----- Document text -----

Studio album by Prodigal
- Released: 1982
- Genre: Contemporary Christian music; Christian rock
- Label: Heartland Records
- Producer: Jon Phelps

Prodigal chronology
|  | Prodigal (1982) | Electric Eye (1984) |

= Prodigal (album) =

Prodigal is the self-titled debut album by the Contemporary Christian/Christian rock band Prodigal, released in 1982.

The album cover is notable for mimicking M. C. Escher's Relativity, but featuring imagery inspired by each of the song titles.

In 2014, Loyd Boldman and Rick Fields (founding members of Prodigal and sole owners of all rights to the sound recordings, videos, artwork, images, and music publishing of the complete Prodigal library) released a 3 CD boxed set of all 3 Prodigal albums remastered for digital on Fields' Silver Orb Media label. Shortly after the re-issue was announced, Loyd Boldman died after a long illness.

----- Data block -----

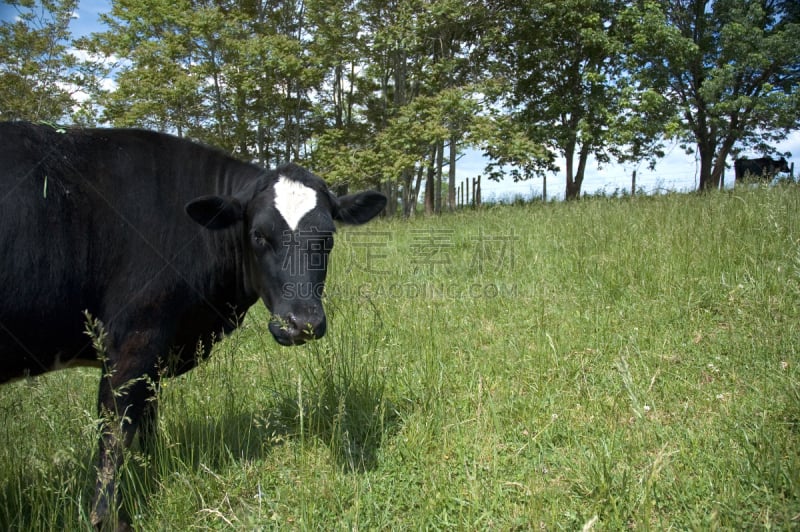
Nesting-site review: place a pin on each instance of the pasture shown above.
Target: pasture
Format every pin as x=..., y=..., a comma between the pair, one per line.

-----

**Exercise set**
a - Transcribe the album article word for word, starting with "Prodigal is the" and going on through "the song titles.".
b - Name every person mentioned in the album article.
The listing is separate material from the album article.

**List of solutions**
a -
Prodigal is the self-titled debut album by the Contemporary Christian/Christian rock band Prodigal, released in 1982.

The album cover is notable for mimicking M. C. Escher's Relativity, but featuring imagery inspired by each of the song titles.

b - Jon Phelps, M. C. Escher, Loyd Boldman, Rick Fields